*** Entries shown ***

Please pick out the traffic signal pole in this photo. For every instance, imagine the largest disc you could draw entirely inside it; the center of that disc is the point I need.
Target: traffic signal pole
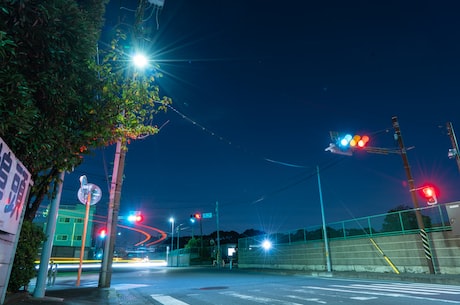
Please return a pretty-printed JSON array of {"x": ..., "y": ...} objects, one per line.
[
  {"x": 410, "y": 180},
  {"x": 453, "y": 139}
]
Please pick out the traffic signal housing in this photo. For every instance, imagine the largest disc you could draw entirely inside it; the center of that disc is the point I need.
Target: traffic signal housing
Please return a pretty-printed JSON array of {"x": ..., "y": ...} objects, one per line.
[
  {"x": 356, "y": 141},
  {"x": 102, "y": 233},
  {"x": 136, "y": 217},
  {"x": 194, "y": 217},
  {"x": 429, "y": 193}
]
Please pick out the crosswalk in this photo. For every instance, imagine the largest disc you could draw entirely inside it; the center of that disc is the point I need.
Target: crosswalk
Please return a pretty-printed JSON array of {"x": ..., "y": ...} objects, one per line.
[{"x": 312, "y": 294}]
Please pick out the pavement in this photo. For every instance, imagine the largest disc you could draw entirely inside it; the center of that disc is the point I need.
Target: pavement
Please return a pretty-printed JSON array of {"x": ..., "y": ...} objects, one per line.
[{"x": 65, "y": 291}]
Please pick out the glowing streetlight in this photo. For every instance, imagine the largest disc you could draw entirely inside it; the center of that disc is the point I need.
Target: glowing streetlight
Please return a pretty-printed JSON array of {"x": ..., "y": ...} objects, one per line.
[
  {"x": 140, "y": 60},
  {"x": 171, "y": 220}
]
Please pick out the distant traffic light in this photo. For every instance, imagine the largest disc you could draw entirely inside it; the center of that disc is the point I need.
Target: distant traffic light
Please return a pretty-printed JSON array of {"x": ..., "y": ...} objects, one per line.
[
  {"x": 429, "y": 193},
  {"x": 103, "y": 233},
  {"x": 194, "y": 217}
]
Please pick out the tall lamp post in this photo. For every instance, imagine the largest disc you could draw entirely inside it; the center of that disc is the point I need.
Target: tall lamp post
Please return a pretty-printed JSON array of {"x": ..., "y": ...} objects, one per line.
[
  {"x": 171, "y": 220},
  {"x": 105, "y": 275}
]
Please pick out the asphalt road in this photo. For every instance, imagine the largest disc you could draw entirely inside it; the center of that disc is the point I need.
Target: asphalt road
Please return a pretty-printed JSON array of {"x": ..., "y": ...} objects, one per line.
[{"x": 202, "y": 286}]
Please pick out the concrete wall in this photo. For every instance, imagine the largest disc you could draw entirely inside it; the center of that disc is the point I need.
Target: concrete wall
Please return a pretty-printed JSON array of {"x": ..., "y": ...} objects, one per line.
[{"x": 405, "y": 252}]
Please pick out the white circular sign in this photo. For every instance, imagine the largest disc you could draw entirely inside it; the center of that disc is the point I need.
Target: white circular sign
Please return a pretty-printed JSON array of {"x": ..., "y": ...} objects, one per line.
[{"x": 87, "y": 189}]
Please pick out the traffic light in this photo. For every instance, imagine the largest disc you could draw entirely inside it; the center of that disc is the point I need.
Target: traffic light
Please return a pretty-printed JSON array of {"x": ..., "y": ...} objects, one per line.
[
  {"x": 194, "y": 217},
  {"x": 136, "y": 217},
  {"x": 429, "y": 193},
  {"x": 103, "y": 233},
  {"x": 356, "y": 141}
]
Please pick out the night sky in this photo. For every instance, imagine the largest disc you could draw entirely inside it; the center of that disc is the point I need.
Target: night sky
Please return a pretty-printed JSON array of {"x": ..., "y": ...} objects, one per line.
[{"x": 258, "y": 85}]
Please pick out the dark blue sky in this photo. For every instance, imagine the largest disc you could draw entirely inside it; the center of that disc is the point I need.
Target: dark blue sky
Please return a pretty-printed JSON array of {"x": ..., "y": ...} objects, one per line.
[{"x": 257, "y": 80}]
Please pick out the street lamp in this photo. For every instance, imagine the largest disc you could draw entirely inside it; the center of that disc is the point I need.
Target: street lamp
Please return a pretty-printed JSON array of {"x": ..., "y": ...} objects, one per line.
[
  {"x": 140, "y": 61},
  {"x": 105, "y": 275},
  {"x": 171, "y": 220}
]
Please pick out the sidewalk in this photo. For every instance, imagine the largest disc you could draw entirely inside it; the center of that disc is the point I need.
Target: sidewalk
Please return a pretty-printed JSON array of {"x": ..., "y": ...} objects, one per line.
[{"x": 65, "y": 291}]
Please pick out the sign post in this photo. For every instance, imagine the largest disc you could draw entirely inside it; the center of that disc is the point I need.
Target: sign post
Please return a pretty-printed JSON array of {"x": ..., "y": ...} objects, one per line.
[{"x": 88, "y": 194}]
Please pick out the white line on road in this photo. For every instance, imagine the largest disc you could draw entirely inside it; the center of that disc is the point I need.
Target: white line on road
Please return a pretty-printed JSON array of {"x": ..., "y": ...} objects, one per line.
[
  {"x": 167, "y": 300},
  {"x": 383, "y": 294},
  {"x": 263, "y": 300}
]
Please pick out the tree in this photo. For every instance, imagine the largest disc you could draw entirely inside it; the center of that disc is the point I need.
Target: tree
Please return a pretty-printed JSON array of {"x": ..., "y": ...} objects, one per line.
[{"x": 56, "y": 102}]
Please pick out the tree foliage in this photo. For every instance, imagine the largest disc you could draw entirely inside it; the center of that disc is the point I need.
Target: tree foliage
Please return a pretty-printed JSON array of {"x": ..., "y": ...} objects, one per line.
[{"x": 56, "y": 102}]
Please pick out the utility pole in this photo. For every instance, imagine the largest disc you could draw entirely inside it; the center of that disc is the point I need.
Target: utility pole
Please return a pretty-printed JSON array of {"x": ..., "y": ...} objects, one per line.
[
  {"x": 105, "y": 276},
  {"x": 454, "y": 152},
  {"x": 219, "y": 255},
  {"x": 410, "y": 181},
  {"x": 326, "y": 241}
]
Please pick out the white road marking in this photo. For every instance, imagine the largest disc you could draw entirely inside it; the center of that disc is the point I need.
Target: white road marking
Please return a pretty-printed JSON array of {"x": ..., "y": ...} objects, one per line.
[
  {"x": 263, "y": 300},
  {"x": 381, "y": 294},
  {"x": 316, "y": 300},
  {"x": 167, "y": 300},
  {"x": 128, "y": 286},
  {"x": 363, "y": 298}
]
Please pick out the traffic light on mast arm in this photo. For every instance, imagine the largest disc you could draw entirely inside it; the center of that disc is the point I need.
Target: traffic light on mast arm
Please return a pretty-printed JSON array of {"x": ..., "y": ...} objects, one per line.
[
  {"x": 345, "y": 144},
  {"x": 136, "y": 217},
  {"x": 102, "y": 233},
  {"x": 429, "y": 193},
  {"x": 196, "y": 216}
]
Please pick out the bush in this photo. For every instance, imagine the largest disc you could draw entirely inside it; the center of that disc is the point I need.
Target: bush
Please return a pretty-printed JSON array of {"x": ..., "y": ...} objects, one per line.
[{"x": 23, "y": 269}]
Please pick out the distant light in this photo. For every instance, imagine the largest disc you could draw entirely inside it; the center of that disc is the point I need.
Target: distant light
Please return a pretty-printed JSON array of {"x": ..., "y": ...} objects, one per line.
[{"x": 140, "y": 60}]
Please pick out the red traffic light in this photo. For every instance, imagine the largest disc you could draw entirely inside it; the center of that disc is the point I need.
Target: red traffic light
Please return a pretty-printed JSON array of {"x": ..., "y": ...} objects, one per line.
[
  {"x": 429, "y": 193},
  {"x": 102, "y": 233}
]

***
*** Entries shown ***

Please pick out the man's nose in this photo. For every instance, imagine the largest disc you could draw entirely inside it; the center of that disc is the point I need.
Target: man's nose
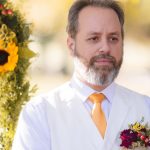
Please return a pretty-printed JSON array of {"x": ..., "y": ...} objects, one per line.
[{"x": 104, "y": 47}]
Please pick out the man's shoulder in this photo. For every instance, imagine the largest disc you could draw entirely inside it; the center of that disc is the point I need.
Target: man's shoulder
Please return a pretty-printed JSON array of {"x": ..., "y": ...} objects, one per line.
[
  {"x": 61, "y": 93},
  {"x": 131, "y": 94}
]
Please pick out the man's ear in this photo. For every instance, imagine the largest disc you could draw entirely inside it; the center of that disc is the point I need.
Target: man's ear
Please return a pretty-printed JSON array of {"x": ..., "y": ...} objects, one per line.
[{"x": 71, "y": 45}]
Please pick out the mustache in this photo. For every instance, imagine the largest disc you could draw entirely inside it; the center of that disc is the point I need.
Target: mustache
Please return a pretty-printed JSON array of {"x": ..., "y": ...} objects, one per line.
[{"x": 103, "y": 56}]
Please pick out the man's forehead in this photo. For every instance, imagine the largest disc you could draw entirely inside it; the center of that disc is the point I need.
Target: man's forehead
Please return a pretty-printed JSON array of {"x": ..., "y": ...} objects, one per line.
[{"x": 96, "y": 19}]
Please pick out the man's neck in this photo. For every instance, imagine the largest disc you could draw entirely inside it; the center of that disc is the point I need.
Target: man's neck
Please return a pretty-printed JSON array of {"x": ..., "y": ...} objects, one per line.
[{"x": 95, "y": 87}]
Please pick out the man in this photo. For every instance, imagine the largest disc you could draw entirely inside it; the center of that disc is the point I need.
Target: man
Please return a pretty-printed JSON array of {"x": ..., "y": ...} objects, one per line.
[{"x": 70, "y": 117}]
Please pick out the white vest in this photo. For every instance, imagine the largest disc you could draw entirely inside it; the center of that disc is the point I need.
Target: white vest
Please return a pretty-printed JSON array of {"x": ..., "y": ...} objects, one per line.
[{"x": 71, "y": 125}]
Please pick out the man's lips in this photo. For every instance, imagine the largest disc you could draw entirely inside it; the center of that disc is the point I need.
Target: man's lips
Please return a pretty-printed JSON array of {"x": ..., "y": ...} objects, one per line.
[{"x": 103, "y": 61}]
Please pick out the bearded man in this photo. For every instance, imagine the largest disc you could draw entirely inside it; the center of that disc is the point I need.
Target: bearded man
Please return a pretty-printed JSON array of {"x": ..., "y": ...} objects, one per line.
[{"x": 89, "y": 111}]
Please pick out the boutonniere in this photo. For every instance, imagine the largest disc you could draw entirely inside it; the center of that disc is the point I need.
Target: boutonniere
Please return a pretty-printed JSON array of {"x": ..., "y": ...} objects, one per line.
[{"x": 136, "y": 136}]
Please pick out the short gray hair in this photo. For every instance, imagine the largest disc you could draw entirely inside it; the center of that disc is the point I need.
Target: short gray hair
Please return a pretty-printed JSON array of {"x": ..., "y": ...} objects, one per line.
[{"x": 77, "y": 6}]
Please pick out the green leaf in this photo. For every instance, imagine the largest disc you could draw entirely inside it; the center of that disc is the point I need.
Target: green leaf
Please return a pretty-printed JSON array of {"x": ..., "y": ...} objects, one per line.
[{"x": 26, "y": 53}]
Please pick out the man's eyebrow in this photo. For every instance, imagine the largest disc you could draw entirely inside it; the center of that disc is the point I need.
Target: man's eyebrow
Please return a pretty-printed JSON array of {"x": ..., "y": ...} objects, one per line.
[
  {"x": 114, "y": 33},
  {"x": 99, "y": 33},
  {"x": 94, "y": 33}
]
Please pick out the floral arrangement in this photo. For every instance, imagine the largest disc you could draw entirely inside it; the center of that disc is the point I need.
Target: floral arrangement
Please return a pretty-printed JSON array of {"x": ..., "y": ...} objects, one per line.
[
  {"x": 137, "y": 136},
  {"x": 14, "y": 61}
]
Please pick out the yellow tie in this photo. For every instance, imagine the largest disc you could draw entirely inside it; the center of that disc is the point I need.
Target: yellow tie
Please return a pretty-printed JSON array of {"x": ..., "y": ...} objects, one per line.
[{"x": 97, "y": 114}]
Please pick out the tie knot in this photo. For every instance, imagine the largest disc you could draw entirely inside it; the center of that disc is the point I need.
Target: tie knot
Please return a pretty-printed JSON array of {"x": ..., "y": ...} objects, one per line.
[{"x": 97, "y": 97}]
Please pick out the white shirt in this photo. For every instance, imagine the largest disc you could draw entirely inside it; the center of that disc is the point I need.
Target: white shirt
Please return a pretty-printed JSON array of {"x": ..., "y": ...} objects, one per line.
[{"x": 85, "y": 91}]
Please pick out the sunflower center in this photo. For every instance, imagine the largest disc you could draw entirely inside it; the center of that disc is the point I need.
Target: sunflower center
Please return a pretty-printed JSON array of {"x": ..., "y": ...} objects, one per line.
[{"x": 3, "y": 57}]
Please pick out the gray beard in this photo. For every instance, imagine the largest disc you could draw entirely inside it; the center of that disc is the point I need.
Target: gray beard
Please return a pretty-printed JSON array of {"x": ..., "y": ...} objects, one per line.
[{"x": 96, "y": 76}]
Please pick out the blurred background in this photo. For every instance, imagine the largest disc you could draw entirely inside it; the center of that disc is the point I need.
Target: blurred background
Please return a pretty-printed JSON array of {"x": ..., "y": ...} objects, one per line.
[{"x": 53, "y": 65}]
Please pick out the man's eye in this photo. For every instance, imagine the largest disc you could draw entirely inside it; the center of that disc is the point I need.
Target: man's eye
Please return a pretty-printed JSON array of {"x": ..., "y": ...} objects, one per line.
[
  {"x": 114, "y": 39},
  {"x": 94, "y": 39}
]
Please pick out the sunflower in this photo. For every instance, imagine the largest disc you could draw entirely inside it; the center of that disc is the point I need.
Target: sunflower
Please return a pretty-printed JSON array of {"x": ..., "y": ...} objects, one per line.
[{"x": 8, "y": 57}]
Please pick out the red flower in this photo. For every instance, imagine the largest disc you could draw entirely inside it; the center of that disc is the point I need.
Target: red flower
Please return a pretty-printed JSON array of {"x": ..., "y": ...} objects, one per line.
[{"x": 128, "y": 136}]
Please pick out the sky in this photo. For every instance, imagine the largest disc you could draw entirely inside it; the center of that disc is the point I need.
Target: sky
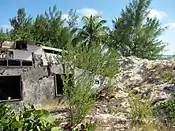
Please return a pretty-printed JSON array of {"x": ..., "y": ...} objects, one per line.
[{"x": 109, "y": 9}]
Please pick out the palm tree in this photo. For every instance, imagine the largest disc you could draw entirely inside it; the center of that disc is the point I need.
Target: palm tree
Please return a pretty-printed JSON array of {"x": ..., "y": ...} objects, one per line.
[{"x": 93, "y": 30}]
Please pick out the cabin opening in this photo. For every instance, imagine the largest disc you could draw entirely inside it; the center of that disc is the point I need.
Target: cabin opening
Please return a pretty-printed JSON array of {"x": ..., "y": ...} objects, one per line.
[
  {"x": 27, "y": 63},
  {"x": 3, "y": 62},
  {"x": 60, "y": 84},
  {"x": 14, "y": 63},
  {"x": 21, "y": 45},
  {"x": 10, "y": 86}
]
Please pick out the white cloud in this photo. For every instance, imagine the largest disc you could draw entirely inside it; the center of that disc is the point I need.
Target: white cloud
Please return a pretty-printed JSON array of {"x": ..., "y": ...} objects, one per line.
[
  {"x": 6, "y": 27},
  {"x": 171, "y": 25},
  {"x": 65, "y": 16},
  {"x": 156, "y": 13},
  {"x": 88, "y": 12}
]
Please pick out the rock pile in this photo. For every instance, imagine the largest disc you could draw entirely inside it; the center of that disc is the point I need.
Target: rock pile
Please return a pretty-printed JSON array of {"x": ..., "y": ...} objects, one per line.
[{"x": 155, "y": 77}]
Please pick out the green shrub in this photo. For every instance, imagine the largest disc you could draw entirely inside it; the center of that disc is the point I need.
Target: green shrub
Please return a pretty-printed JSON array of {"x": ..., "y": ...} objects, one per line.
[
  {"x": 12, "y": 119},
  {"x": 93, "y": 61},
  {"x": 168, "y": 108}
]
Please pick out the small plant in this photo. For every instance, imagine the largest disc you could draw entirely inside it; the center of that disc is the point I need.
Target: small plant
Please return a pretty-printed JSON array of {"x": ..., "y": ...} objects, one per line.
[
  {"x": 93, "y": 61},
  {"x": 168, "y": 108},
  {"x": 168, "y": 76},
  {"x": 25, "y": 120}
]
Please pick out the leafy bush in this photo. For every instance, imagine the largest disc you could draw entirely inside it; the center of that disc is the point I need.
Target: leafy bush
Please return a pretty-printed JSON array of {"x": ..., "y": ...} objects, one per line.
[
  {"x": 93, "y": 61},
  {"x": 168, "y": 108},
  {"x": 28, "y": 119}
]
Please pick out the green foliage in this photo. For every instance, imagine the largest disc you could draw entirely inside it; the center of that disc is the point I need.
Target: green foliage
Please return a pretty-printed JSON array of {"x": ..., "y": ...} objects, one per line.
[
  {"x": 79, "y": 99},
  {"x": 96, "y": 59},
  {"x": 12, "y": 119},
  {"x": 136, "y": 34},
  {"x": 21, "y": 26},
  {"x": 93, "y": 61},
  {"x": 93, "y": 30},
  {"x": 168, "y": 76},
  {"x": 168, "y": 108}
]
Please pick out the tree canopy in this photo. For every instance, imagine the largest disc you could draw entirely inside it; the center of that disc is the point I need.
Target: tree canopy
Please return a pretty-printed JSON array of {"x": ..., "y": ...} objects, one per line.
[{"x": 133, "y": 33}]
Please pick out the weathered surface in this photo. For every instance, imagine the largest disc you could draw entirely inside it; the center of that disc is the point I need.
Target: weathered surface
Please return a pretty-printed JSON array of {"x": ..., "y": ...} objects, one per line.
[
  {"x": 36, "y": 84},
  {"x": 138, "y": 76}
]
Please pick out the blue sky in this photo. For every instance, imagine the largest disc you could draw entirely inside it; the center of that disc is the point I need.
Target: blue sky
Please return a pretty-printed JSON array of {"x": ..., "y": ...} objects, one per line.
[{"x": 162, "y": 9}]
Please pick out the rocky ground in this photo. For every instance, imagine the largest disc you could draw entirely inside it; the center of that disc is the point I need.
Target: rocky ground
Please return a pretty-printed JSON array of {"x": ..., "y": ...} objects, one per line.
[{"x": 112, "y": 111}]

***
*** Entries shown ***

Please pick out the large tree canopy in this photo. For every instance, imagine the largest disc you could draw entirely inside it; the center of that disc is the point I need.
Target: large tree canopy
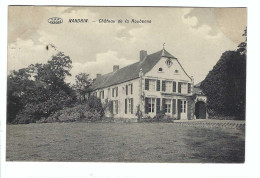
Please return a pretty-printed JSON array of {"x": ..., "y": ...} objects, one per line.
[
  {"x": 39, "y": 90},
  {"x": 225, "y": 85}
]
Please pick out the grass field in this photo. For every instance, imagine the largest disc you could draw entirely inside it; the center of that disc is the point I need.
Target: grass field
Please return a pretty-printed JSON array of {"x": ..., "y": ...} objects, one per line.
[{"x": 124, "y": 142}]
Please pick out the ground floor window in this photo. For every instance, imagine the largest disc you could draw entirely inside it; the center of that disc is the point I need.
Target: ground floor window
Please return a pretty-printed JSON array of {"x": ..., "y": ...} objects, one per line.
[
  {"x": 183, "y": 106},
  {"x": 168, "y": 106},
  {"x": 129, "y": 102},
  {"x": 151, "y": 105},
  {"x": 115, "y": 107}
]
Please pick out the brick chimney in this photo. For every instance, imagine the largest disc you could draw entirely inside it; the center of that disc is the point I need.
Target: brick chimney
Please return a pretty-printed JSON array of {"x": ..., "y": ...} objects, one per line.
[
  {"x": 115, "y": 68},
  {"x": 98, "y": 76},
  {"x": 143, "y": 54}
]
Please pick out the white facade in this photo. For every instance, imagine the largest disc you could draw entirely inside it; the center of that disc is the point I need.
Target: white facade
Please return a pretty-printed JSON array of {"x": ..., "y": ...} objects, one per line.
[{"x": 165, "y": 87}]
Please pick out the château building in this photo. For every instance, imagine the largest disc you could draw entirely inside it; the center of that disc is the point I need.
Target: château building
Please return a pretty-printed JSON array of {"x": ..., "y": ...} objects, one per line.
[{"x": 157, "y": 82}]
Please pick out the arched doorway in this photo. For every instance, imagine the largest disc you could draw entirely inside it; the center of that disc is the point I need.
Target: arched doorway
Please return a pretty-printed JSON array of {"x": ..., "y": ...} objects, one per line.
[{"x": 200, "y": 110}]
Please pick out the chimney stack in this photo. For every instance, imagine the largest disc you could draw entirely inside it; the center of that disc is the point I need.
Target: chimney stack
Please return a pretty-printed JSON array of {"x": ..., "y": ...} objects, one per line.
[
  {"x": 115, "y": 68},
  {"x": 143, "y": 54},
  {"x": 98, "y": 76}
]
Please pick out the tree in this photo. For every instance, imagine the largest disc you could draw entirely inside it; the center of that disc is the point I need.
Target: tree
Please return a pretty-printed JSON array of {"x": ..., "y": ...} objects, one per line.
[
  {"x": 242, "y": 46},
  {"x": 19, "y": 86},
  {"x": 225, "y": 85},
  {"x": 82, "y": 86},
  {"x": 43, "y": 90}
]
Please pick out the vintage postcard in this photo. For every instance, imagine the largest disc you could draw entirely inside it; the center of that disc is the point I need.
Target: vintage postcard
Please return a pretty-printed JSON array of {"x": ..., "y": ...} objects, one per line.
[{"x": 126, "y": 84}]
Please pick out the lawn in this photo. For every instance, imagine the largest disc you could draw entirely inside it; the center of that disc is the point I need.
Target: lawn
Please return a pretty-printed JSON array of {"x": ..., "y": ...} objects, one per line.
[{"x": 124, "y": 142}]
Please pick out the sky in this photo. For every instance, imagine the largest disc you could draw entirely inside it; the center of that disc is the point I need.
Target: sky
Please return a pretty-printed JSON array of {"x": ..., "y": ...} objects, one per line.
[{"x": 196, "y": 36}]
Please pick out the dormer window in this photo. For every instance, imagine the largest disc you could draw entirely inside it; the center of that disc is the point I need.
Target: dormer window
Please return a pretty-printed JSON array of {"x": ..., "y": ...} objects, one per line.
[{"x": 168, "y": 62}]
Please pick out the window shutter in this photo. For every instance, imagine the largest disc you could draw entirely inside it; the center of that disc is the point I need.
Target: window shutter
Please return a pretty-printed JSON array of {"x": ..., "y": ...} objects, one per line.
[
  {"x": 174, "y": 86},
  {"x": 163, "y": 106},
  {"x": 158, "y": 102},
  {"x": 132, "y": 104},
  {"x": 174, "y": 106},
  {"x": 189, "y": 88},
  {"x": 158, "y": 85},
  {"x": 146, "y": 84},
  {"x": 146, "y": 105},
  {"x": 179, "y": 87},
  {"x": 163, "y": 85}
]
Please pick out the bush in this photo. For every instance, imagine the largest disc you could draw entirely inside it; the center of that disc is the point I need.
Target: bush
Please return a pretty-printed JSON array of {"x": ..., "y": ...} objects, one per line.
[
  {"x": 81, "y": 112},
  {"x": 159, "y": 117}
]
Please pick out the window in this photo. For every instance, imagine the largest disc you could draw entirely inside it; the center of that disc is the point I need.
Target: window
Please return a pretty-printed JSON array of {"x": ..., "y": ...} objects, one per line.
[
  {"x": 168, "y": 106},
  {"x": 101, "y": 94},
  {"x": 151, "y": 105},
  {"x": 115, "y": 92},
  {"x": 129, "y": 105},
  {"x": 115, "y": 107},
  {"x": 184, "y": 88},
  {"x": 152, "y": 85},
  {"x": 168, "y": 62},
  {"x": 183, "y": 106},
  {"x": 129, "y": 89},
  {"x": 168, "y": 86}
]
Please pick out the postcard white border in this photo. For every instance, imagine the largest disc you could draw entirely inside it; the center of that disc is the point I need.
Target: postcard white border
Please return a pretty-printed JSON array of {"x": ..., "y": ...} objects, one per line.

***

▸ Written instruction: Show every line from the rows above that contains the word "eyebrow".

▸ Exercise result:
Please pick out the man's eyebrow in this photo. For every instance, imagine the largest disc you could draw entirely inside it; the center of that disc is the point I need.
Target: man's eyebrow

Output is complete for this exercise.